▸ **WHAT NEEDS TO BE DONE**:
In the Morocco travel text, recast the paragraph that begins "Part of North Africa's Atlas mountain range" as a short bulleted list that keeps its main facts.

▸ **DOCUMENT TEXT**:
>>

The most dramatic dunes of the Zagora region reachable only by a two day camel ride (or two hour 4WD drive!), are awaiting you at Erg Chigaga. One of only two ergs (shifting sand dunes) in Morocco, the deep red colour and perfectly formed peaks of soft sand are the classic image of the Sahara Desert; watching the sun set behind the tall ridges is sure to be one of the most impressive sights of the whole trip. Stay at the luxurious Erg Chigaga Desert Camp, and begin your journey like no other, through the heart of the Sahara Desert.
The Anti Atlas Mountains
Part of North Africa's Atlas mountain range, the Anti Atlas runs through Morocco and is cut through by the Draa River. The mountains provide great hiking opportunities, as well as an insightful look into the Berber culture. Visit stunning rock formations, majestic agadir and deep, brooding canyons. Breathe in the sweet air during the dry season, when the mountains are blossoming with rosemary, thyme, almonds and argan.

<<

▸ **Referring expression data**:
>>

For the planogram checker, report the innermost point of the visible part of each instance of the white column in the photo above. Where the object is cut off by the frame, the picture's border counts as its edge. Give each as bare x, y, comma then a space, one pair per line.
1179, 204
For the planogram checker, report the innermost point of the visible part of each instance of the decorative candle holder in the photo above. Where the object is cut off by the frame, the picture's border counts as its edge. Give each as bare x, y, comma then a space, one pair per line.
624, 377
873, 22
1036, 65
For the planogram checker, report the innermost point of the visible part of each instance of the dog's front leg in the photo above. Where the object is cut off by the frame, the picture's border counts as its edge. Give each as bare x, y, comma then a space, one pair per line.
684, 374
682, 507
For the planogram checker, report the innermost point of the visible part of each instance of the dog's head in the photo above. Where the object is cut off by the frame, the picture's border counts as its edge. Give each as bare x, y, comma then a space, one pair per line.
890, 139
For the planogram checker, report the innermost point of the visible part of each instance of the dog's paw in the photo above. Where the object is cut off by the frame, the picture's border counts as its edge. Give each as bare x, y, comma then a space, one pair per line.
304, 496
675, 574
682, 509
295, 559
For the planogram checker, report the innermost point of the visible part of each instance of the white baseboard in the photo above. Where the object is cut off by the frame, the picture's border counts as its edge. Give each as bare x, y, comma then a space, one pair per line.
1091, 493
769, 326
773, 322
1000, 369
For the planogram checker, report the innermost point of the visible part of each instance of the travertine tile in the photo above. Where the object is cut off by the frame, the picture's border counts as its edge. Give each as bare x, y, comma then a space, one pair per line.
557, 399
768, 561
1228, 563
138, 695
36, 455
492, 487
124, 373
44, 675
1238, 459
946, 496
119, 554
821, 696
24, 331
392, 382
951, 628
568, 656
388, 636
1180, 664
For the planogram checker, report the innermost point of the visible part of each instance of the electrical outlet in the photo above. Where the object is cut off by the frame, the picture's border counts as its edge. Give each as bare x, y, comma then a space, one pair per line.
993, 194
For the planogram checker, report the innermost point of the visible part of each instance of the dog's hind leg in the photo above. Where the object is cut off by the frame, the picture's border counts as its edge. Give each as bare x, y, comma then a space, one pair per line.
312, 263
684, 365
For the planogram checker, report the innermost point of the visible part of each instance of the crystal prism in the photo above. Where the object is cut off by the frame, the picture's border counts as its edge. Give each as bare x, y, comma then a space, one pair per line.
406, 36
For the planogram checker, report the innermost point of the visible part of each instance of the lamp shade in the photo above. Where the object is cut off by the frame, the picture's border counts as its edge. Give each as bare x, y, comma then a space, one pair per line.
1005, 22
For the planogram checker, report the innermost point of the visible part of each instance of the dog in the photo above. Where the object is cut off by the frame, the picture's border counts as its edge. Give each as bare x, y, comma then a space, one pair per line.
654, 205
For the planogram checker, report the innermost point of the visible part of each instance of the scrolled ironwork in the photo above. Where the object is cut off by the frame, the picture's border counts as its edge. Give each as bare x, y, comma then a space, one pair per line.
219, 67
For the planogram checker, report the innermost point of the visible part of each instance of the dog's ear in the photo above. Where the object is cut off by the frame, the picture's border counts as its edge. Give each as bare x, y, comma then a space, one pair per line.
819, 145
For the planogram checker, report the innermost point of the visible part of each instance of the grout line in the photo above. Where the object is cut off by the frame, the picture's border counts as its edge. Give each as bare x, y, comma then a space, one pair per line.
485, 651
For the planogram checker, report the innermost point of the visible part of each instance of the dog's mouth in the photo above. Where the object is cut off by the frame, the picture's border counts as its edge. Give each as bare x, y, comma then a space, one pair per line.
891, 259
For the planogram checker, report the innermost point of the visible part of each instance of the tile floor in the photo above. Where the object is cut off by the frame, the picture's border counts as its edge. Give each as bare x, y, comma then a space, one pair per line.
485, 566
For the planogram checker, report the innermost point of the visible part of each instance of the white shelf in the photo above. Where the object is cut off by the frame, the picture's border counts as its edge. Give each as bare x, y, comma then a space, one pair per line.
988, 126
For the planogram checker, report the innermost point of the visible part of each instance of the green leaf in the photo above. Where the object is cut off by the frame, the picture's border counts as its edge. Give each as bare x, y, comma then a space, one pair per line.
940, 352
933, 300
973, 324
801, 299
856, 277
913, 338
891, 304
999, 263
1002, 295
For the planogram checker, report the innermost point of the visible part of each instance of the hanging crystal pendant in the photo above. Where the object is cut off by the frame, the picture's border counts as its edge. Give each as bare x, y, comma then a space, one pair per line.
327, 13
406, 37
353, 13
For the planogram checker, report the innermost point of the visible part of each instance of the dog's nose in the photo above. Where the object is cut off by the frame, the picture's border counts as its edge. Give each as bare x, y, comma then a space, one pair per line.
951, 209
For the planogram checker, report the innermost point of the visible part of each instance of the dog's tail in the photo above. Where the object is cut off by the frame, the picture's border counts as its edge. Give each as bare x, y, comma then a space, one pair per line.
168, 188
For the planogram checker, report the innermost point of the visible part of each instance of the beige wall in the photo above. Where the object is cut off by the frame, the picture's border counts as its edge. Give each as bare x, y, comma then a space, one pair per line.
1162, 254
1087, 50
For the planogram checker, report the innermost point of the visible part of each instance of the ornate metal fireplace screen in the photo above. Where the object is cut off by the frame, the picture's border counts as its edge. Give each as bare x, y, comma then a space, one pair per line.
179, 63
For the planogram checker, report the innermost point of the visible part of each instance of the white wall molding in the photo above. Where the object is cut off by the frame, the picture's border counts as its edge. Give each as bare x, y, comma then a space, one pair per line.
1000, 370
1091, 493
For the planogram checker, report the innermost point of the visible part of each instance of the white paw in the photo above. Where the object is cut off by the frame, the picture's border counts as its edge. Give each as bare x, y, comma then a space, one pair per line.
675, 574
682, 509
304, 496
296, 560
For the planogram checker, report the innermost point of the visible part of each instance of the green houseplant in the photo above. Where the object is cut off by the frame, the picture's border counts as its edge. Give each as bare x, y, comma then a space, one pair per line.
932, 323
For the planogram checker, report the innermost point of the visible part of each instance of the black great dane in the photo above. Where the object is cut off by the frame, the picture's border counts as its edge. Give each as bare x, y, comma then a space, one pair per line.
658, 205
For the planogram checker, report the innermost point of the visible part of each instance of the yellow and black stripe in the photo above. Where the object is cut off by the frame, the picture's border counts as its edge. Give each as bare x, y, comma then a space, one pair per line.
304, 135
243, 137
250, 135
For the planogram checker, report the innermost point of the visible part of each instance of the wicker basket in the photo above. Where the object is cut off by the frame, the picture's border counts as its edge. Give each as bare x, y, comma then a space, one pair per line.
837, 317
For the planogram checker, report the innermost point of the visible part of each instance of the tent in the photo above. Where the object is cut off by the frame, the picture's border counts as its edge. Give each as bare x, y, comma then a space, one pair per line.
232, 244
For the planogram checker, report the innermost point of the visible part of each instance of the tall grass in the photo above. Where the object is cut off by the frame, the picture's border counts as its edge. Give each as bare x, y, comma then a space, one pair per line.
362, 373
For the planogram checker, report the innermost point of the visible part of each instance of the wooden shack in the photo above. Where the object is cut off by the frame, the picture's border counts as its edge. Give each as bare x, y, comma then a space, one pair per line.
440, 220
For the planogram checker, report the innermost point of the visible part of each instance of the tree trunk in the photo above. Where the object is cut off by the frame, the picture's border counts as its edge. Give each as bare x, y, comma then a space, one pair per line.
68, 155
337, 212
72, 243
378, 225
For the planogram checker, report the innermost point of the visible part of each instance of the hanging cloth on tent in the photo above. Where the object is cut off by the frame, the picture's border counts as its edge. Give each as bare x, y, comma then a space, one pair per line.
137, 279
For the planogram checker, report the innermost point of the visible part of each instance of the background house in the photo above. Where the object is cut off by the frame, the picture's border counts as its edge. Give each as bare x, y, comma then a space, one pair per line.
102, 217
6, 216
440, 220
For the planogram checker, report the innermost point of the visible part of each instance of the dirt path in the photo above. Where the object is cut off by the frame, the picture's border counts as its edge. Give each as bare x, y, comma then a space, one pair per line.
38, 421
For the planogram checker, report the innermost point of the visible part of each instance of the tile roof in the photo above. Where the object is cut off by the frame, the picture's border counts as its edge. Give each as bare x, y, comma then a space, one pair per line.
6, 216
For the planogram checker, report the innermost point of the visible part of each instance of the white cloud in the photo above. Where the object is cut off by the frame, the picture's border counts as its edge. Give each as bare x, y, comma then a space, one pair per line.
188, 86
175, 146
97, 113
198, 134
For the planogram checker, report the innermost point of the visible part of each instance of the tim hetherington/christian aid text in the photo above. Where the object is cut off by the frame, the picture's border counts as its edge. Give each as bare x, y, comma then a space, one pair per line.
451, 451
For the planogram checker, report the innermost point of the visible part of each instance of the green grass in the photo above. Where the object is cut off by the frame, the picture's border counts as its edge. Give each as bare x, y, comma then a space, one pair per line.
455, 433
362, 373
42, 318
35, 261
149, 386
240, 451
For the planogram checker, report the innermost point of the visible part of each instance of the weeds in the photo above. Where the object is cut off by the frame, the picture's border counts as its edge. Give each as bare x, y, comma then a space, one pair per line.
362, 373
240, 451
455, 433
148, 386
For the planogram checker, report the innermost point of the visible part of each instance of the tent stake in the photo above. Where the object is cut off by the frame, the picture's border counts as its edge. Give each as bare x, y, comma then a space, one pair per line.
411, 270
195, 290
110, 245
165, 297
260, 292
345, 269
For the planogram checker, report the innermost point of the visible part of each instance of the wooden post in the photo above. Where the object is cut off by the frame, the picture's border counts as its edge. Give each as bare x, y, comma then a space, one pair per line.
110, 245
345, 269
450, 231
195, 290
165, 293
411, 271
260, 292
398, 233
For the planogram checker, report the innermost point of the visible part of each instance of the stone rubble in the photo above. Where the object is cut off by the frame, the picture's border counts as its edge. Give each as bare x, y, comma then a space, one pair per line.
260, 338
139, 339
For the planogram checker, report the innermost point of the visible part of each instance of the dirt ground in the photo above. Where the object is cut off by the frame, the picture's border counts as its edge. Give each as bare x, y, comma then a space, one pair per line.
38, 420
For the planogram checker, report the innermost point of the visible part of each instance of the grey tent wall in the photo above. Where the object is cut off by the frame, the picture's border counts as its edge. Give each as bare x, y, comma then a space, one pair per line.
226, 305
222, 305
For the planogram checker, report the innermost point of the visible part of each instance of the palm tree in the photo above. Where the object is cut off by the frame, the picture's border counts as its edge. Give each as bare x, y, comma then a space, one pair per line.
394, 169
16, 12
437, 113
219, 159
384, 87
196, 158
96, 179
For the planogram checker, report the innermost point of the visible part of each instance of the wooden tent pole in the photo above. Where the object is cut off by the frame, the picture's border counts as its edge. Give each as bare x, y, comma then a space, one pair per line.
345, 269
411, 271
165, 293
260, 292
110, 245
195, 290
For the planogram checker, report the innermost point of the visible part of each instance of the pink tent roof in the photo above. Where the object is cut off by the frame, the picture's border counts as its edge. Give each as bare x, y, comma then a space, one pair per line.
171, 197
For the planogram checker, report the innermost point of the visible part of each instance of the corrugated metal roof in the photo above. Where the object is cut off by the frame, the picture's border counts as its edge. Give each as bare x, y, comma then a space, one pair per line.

<<

▸ **ANSWER SPACE**:
- The Anti Atlas is part of North Africa's Atlas mountain range. It runs through Morocco and is cut through by the Draa River.
- The mountains offer great hiking and an insightful look into Berber culture.
- Sights include stunning rock formations, majestic agadir and deep, brooding canyons.
- In the dry season the mountains blossom with rosemary, thyme, almonds and argan, and the air is sweet.